■ Exercise goal:
I would like every record printed again, exactly as shown.

■ Stored data entries:
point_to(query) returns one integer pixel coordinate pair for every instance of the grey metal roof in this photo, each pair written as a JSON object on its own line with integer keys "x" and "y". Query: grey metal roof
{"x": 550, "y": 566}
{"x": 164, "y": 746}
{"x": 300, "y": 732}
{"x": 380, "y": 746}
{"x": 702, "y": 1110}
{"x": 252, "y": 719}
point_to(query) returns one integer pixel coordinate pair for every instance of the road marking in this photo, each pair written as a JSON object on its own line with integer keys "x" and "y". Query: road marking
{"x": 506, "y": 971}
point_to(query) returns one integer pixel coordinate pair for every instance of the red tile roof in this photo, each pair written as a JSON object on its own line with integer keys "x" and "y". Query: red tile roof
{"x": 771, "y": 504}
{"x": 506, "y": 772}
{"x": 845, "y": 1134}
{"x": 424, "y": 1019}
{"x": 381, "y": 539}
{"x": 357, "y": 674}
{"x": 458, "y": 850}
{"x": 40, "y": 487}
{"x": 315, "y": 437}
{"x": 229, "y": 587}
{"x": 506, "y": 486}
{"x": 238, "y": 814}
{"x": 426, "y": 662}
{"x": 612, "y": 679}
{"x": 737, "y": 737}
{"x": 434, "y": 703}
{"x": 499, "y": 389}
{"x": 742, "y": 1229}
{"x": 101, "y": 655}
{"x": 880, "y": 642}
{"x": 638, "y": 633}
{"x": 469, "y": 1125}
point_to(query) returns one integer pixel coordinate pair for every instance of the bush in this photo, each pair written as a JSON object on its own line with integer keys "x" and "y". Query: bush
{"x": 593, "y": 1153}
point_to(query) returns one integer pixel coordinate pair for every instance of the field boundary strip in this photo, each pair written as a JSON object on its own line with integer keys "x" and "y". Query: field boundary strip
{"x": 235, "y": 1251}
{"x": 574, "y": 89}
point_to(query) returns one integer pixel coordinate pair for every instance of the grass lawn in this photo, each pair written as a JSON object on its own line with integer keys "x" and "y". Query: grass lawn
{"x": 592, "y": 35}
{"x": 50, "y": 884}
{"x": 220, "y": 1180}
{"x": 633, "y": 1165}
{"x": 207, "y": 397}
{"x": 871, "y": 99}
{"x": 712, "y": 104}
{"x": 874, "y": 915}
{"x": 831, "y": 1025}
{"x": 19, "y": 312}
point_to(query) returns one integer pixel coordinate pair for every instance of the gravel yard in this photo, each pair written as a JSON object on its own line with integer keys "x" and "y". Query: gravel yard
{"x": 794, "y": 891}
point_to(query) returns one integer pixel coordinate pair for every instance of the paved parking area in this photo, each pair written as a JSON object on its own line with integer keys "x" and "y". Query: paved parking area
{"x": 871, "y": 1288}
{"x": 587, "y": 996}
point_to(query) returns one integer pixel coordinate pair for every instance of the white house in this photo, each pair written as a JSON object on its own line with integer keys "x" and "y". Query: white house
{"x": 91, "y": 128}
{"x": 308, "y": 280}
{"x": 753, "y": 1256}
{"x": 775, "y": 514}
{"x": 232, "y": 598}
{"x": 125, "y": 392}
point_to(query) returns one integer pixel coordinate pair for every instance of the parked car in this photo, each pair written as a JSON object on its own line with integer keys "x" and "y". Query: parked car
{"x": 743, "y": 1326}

■ Task answer:
point_to(query) returns one integer pixel coordinate pair for every instance of the grey metal roof in this photo, each pair written as a JSON object on its own line with integer keys "x" and "y". Query: grey metal roof
{"x": 550, "y": 566}
{"x": 164, "y": 746}
{"x": 300, "y": 732}
{"x": 380, "y": 746}
{"x": 702, "y": 1110}
{"x": 252, "y": 719}
point_to(query) returns one integer pixel coordinate pair for every instance of the road marking in this photo, each pair written as a JSON object on its own line with integer keys "x" and "y". Query: road marking
{"x": 506, "y": 971}
point_to(query) returns one integer pixel coordinate pair for every instance of the red tile roof in this photo, each pair written as a JSON object on its own line with integer keys "x" and "y". Query: red tile roof
{"x": 771, "y": 504}
{"x": 506, "y": 772}
{"x": 845, "y": 1134}
{"x": 424, "y": 1019}
{"x": 381, "y": 539}
{"x": 357, "y": 674}
{"x": 458, "y": 850}
{"x": 40, "y": 487}
{"x": 315, "y": 437}
{"x": 229, "y": 587}
{"x": 506, "y": 486}
{"x": 238, "y": 814}
{"x": 426, "y": 662}
{"x": 612, "y": 679}
{"x": 737, "y": 737}
{"x": 434, "y": 703}
{"x": 499, "y": 389}
{"x": 742, "y": 1229}
{"x": 101, "y": 655}
{"x": 880, "y": 642}
{"x": 638, "y": 633}
{"x": 469, "y": 1125}
point_to(query) returns one integer pixel coordinate pair for every instance of the bush in this photo, each pair written as a JSON object on its own line with integer keys "x" and "y". Query: bush
{"x": 593, "y": 1153}
point_to(query) returns one integer pixel coordinate pair for every instance of the field boundary strip in this photo, each pair written as a JSON object on its own line with integer keys "x" and "y". Query: field boundary strip
{"x": 235, "y": 1251}
{"x": 574, "y": 89}
point_to(query) returns one integer pixel coordinate pair for every instance of the grass lawn in this photo, each pair written as a JSON object on its own line with integer keys "x" and "y". Query: grass lawn
{"x": 592, "y": 35}
{"x": 50, "y": 884}
{"x": 220, "y": 1180}
{"x": 633, "y": 1165}
{"x": 207, "y": 397}
{"x": 871, "y": 99}
{"x": 712, "y": 104}
{"x": 874, "y": 915}
{"x": 831, "y": 1025}
{"x": 19, "y": 312}
point_to(query) returns one integer pixel coordinate pair for every instance of the gravel yard in this photo, each pair written as a JSON object on its own line with integer keys "x" and "y". Query: gravel yard
{"x": 794, "y": 891}
point_to(query) returns one integer pixel coordinate pair for every instance of the paved parking area in this photo, each pair written as a JSON object on its own line with integer keys "x" and "y". Query: paved parking area
{"x": 871, "y": 1288}
{"x": 587, "y": 996}
point_to(query) returns one integer pixel coordinate pair for every instance of the white house in this photo, each pair written as a JSON object on its own line with integer keys "x" and "y". Query: white house
{"x": 91, "y": 128}
{"x": 308, "y": 280}
{"x": 753, "y": 1256}
{"x": 775, "y": 514}
{"x": 232, "y": 598}
{"x": 125, "y": 392}
point_to(query) returns one integer pixel coordinate pair for every instance of the parked car in this photo, each pair written as a JSON object on its own line with integer keys "x" and "y". Query: parked car
{"x": 743, "y": 1326}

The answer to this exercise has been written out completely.